> EXERCISE GOAL: Return every line of the records below that contains the word "green".

───── PROVIDED DATA ─────

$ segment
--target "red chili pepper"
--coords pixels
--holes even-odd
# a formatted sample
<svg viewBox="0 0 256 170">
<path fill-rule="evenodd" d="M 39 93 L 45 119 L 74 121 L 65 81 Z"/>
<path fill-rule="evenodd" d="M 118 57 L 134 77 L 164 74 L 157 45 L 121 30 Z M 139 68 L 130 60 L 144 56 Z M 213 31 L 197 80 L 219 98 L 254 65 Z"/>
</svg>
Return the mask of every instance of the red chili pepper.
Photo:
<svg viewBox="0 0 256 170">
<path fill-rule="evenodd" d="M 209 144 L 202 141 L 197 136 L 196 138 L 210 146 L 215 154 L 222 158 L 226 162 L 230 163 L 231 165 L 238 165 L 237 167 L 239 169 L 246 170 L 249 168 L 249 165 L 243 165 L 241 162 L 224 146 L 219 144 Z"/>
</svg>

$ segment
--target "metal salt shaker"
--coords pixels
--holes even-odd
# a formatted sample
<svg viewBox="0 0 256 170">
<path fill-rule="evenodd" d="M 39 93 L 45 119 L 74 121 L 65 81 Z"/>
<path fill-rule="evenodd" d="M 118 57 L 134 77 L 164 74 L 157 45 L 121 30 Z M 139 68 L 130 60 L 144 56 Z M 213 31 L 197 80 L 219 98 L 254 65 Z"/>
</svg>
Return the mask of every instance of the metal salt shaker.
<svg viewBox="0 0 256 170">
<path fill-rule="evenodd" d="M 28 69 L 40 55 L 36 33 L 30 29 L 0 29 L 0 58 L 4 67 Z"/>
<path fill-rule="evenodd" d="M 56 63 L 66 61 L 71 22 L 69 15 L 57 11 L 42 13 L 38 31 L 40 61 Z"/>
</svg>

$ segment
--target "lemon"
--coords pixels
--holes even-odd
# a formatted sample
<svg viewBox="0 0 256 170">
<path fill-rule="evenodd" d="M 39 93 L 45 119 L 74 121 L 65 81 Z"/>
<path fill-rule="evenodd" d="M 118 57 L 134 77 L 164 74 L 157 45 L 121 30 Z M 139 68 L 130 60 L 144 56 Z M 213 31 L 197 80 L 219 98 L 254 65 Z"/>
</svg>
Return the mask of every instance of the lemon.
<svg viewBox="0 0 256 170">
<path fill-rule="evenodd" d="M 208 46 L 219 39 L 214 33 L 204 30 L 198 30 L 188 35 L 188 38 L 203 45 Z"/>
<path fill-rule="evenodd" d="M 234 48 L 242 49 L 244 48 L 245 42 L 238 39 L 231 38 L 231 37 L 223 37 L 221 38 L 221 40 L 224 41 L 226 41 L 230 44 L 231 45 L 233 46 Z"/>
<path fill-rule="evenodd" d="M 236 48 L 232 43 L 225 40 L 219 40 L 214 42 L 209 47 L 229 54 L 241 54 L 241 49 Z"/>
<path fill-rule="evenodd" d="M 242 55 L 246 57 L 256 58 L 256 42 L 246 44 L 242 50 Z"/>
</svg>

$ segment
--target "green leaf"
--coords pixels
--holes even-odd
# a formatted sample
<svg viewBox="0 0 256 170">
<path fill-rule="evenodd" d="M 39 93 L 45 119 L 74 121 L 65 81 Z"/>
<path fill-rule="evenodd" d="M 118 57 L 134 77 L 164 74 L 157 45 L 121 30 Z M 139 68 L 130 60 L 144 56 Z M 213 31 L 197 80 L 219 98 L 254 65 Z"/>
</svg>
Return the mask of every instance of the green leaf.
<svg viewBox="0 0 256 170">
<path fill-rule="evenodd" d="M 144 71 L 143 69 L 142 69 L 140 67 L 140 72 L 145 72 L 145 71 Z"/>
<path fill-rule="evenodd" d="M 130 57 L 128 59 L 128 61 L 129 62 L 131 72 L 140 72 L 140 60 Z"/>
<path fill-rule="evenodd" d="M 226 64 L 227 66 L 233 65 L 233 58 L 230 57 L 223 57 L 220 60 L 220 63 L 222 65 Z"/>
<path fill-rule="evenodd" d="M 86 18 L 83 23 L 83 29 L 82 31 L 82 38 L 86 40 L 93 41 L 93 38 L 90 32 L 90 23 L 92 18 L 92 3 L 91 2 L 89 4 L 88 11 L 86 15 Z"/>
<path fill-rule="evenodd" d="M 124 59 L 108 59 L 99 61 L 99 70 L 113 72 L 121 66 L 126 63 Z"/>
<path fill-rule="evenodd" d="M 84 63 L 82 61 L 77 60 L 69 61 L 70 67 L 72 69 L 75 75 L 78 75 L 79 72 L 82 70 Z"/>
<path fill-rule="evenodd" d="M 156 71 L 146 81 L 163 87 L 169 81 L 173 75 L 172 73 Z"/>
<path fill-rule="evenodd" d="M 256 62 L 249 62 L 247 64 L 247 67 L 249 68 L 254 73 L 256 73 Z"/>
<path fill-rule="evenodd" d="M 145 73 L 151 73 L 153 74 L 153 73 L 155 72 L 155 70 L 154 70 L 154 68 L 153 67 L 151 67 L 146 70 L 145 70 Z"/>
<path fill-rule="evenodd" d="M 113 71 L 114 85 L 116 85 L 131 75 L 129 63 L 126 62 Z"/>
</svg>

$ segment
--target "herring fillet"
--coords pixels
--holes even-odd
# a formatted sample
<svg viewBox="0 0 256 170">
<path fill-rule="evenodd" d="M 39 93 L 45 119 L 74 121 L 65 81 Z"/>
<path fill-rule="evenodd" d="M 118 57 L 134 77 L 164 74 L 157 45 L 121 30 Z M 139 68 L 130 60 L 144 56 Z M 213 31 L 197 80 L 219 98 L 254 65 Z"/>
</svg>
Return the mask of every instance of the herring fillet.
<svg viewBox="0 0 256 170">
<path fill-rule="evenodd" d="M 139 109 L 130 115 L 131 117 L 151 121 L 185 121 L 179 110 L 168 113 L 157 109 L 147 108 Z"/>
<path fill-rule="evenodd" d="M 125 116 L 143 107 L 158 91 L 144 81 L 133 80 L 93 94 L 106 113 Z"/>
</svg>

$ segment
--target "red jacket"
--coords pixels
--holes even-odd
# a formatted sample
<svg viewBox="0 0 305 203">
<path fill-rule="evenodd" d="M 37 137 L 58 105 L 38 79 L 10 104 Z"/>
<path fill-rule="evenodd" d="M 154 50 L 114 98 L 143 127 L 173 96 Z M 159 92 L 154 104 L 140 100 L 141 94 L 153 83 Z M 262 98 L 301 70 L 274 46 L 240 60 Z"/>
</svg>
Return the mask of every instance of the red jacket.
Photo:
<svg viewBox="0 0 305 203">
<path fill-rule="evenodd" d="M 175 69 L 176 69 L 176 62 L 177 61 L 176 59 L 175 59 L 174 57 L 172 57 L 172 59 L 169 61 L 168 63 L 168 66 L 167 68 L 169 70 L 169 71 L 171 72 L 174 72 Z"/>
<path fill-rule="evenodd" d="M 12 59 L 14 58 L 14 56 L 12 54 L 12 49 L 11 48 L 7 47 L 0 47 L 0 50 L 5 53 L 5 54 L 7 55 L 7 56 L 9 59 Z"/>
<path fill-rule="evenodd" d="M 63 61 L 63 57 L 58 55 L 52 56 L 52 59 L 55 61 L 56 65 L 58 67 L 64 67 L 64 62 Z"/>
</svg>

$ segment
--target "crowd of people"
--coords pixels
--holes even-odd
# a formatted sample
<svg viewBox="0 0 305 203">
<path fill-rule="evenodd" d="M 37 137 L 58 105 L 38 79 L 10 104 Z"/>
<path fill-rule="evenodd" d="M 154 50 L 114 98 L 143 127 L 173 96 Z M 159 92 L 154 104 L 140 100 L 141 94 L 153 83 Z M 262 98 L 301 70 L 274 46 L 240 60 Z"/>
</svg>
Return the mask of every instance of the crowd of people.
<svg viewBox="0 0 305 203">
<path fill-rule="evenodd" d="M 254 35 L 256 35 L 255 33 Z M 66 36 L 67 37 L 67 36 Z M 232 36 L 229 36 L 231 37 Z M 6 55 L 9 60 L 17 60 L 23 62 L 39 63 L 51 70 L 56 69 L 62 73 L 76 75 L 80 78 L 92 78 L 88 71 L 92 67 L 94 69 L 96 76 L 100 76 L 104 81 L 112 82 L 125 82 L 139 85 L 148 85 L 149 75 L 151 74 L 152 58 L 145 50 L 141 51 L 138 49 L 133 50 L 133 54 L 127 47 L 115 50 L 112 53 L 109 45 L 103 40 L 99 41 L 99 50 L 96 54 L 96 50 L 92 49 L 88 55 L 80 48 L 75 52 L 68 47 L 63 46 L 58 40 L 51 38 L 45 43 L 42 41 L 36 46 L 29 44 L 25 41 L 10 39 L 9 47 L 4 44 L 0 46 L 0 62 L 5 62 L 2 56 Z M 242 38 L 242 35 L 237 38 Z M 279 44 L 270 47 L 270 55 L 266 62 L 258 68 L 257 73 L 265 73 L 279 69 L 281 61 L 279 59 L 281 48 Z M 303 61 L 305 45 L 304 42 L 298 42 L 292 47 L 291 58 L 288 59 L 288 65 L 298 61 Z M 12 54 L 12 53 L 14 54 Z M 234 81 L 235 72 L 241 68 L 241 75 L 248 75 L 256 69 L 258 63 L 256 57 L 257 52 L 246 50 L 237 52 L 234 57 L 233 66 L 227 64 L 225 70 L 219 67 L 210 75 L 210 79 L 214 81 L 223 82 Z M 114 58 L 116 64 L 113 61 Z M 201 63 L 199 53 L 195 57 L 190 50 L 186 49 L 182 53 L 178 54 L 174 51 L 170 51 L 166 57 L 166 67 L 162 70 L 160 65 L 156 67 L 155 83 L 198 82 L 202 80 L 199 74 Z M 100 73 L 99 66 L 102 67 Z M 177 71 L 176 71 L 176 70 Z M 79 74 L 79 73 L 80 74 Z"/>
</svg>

─────

> ANSWER TO THE PROBLEM:
--target "green leaf"
Return the mask of every instance of the green leaf.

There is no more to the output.